# RECORDS PROVIDED:
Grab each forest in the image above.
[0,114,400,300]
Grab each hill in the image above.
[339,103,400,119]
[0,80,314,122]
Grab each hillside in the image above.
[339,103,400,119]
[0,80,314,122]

# EXERCISE REQUIREMENTS:
Copy out every line of the entries above, requests included, and shift each bounding-box coordinate in the answers by adding -123. Leave the request lines unchanged.

# TASK RESPONSE:
Grab each forest in the image above.
[-123,-9,277,177]
Grab each hill in the image above.
[216,-20,277,-4]
[-123,-43,191,-1]
Grab each hillside in the image above.
[216,-20,277,-4]
[-123,-43,191,-1]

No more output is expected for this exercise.